Problem statement ▸ When the line with "One keypoint belongs on each instance. Indicate the framed" is found, repeat it and all lines that follow it exactly, stopping at the end of the listing.

Exercise inputs ▸
^^^^

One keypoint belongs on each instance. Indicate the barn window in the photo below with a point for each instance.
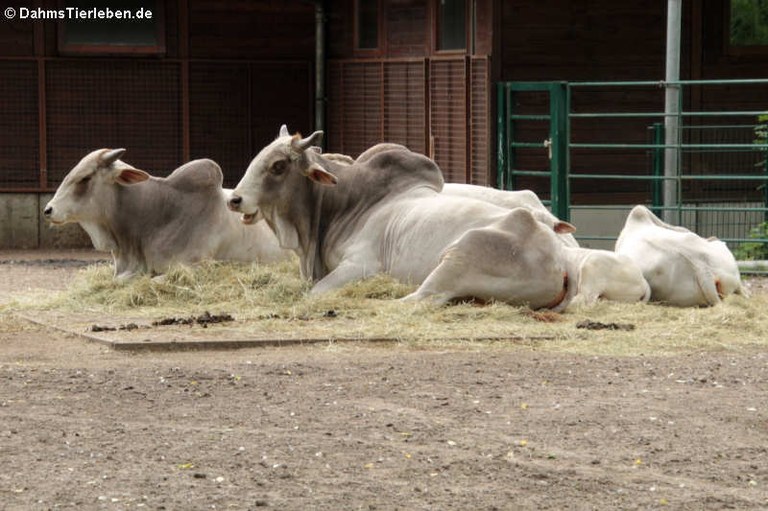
(748, 23)
(451, 25)
(367, 25)
(124, 27)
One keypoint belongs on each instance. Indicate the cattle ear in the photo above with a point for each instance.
(128, 177)
(111, 156)
(562, 227)
(319, 175)
(301, 145)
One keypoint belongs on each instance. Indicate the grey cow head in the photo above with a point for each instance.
(87, 192)
(272, 180)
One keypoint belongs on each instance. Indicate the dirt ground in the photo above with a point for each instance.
(366, 427)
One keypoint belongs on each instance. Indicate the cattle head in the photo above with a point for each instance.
(271, 180)
(87, 193)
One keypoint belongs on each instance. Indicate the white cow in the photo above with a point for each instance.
(510, 199)
(681, 267)
(601, 274)
(149, 222)
(505, 199)
(385, 214)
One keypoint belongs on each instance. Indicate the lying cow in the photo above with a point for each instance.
(602, 274)
(681, 267)
(511, 199)
(506, 199)
(385, 214)
(148, 222)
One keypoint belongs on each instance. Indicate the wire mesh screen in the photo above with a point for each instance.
(130, 104)
(19, 148)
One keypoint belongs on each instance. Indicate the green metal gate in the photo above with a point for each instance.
(600, 136)
(555, 145)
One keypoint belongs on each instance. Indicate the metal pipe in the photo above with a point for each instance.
(672, 111)
(319, 65)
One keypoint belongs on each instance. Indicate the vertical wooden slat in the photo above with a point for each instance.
(41, 110)
(184, 55)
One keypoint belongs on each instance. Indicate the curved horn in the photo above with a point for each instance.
(302, 145)
(111, 156)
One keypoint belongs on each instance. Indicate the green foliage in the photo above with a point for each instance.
(749, 22)
(754, 250)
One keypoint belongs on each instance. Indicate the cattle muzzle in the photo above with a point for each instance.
(48, 214)
(235, 203)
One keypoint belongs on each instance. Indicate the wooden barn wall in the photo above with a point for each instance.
(406, 92)
(232, 73)
(590, 40)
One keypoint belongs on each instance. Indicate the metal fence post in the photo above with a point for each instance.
(657, 168)
(502, 145)
(559, 107)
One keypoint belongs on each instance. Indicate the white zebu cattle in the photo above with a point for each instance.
(506, 199)
(681, 267)
(596, 274)
(385, 214)
(510, 199)
(149, 223)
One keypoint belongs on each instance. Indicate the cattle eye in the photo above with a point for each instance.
(278, 167)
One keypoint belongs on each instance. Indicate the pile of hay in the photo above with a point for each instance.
(273, 301)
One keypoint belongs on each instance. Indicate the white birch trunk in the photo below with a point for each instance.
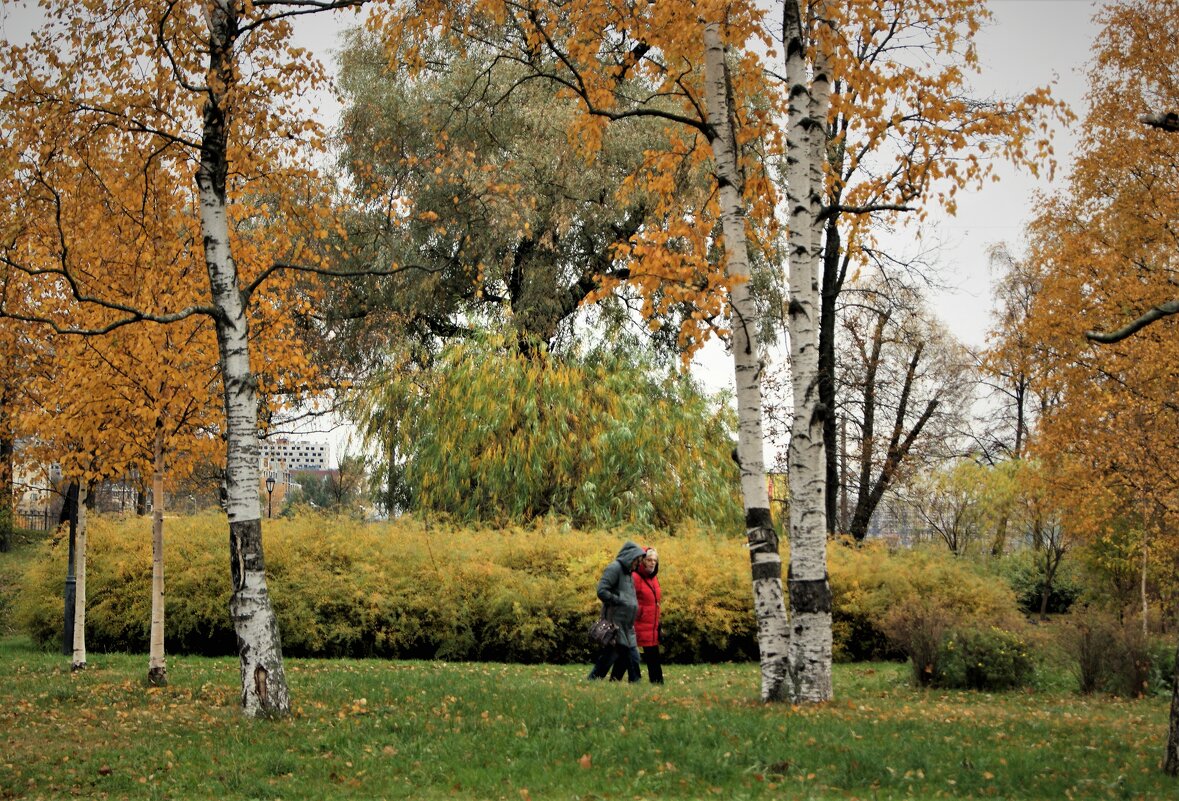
(264, 690)
(157, 668)
(765, 562)
(810, 595)
(78, 661)
(1146, 616)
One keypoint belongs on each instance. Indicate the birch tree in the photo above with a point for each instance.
(1108, 254)
(617, 63)
(904, 132)
(210, 85)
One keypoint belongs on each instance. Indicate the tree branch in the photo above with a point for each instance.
(832, 210)
(1167, 120)
(1133, 327)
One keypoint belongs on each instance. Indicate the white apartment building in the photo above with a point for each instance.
(287, 455)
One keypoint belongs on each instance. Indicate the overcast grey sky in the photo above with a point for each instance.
(1029, 43)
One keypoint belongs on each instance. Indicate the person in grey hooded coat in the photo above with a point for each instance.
(616, 590)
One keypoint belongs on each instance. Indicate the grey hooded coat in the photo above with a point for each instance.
(616, 590)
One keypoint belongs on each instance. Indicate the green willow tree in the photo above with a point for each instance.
(494, 434)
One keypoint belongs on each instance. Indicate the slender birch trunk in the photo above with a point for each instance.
(810, 595)
(78, 662)
(264, 690)
(1171, 761)
(157, 668)
(765, 562)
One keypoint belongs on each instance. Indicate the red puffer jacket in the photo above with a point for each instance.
(646, 590)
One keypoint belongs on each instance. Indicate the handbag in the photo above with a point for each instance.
(601, 632)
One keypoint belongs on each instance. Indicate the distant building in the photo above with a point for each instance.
(288, 455)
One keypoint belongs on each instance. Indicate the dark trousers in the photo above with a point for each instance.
(623, 658)
(654, 664)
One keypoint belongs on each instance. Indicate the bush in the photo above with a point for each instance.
(1026, 578)
(1114, 656)
(401, 589)
(416, 589)
(917, 626)
(874, 589)
(983, 660)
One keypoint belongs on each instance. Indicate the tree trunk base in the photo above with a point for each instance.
(1171, 763)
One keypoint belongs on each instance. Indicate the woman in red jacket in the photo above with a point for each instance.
(646, 622)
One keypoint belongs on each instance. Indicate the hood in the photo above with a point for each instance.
(628, 553)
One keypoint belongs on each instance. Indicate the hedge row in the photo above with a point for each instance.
(409, 589)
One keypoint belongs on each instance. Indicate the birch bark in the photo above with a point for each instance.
(157, 668)
(765, 562)
(1171, 762)
(264, 690)
(78, 661)
(810, 596)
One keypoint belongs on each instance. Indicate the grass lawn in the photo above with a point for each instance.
(371, 729)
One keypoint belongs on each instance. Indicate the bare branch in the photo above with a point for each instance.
(1131, 328)
(296, 8)
(832, 210)
(1167, 120)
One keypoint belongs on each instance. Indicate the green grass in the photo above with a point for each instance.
(370, 729)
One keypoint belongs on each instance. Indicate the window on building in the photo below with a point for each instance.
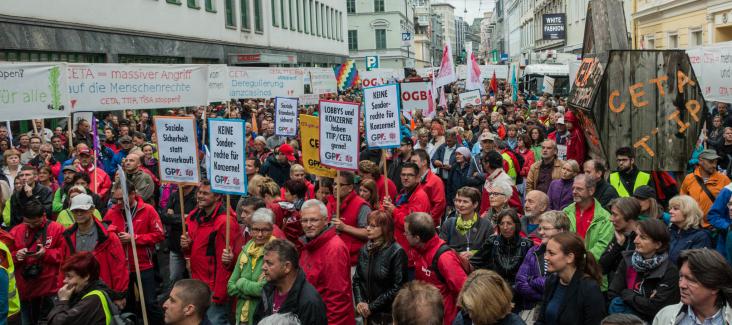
(673, 41)
(352, 40)
(697, 38)
(229, 13)
(380, 39)
(210, 5)
(258, 17)
(378, 5)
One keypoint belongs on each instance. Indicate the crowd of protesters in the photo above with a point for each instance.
(490, 214)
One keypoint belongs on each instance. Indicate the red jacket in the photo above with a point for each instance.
(325, 262)
(435, 190)
(110, 255)
(100, 183)
(450, 269)
(47, 283)
(350, 207)
(380, 188)
(416, 202)
(206, 264)
(148, 231)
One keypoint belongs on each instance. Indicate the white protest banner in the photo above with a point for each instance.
(286, 116)
(469, 97)
(548, 85)
(177, 149)
(265, 82)
(713, 68)
(381, 106)
(415, 95)
(322, 80)
(218, 83)
(227, 170)
(339, 140)
(108, 87)
(33, 90)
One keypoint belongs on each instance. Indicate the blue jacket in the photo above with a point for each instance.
(687, 239)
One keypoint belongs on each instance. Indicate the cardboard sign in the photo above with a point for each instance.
(381, 106)
(415, 95)
(32, 90)
(177, 149)
(109, 87)
(339, 134)
(228, 154)
(265, 82)
(218, 83)
(470, 97)
(309, 132)
(286, 116)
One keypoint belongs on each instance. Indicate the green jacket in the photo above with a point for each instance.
(600, 232)
(246, 284)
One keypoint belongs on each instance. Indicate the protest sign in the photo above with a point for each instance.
(713, 67)
(33, 90)
(322, 80)
(177, 149)
(469, 97)
(108, 87)
(339, 134)
(228, 172)
(286, 116)
(265, 82)
(310, 137)
(415, 95)
(381, 105)
(218, 83)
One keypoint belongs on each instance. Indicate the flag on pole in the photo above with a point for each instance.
(473, 80)
(446, 74)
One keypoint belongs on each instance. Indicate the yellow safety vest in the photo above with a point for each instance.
(105, 304)
(641, 179)
(13, 299)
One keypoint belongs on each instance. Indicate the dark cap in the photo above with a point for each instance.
(644, 192)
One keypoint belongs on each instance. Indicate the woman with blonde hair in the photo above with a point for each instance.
(685, 229)
(486, 300)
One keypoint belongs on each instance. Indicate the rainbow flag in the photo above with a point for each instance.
(346, 75)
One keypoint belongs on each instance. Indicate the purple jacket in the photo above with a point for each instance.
(560, 194)
(531, 276)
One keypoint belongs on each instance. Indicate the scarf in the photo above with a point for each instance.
(463, 226)
(252, 254)
(642, 265)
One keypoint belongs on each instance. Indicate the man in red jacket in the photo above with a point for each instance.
(89, 235)
(412, 198)
(37, 257)
(324, 260)
(432, 185)
(205, 247)
(148, 231)
(351, 225)
(449, 275)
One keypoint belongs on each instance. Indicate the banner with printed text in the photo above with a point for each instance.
(339, 134)
(381, 105)
(177, 149)
(310, 136)
(265, 82)
(108, 87)
(33, 90)
(218, 83)
(286, 116)
(228, 153)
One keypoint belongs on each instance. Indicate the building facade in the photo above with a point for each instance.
(243, 32)
(375, 28)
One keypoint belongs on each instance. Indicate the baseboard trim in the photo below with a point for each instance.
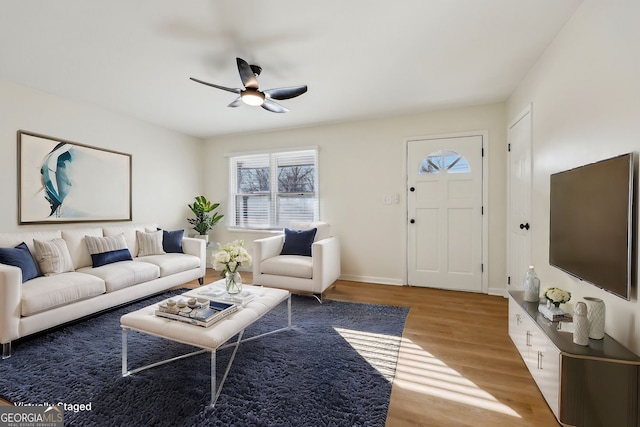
(372, 279)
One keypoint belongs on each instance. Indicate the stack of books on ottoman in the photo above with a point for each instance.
(196, 312)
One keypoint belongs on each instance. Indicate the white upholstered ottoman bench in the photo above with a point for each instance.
(209, 339)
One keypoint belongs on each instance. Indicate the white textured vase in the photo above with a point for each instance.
(580, 324)
(233, 283)
(531, 285)
(596, 314)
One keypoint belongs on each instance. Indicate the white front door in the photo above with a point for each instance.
(444, 205)
(519, 199)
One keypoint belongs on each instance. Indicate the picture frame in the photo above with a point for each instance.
(61, 181)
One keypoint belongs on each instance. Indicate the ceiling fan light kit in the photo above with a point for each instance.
(252, 95)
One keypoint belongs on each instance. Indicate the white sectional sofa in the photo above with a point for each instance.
(50, 300)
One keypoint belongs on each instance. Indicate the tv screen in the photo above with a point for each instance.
(591, 223)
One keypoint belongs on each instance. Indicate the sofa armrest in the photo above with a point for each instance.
(10, 298)
(325, 254)
(265, 248)
(196, 247)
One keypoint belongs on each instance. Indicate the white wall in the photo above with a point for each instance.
(360, 163)
(166, 165)
(585, 93)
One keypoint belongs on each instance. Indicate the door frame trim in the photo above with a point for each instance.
(484, 134)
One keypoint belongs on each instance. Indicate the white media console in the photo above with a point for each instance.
(596, 385)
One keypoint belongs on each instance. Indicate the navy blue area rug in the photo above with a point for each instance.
(333, 368)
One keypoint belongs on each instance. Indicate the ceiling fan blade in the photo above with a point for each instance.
(273, 106)
(285, 92)
(228, 89)
(246, 74)
(238, 102)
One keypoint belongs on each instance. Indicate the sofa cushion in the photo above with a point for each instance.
(107, 250)
(172, 241)
(149, 243)
(53, 256)
(44, 293)
(10, 240)
(172, 263)
(123, 274)
(20, 256)
(298, 242)
(288, 265)
(77, 245)
(129, 232)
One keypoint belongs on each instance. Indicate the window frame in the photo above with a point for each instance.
(273, 195)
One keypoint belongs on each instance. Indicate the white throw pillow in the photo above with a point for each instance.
(99, 245)
(149, 243)
(53, 256)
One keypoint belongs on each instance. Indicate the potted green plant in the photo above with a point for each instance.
(205, 218)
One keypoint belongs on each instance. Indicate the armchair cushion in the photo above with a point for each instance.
(288, 265)
(298, 242)
(172, 241)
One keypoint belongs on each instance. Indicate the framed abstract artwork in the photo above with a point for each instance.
(64, 181)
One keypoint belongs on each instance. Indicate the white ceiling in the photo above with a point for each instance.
(360, 58)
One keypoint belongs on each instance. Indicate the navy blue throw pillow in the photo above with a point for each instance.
(172, 241)
(298, 242)
(20, 256)
(109, 257)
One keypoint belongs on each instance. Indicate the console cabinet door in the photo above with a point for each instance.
(545, 368)
(541, 357)
(518, 328)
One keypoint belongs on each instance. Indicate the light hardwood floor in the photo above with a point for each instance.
(457, 365)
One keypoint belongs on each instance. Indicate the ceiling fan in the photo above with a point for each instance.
(252, 95)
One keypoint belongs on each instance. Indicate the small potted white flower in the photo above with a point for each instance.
(556, 296)
(229, 259)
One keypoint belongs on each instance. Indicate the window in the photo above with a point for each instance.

^^^^

Answer space ▸
One keypoint belongs on each instance. Indicate the framed abstract artwork in the photo above with a point for each instance.
(64, 181)
One keypoint belongs on each instance. Indicate the white ceiling in the photo above with a point for each instance.
(360, 58)
One keypoint belongs on each instance. Indicate the navy blue throw pillow in the photo above with a point for each instance.
(172, 241)
(298, 242)
(20, 256)
(109, 257)
One keypoint belongs on each instance. Indicate the console cabinet door in the photo above with a point for each instance.
(545, 368)
(541, 357)
(518, 328)
One keypoint belongs on each instance. Indicate the light hardwood floor in the photo above with a point for each instance.
(457, 365)
One keypoint belongs on each instance. Indicate the ceiling fan in the photo above with a point for each instance.
(252, 95)
One keypoint belongs on each instance. Indicate the small potted white flower in the photo above with a point for each instance.
(556, 296)
(229, 259)
One keypoint belongs on each instance. Indicate the window in the photo above with a point for each instance.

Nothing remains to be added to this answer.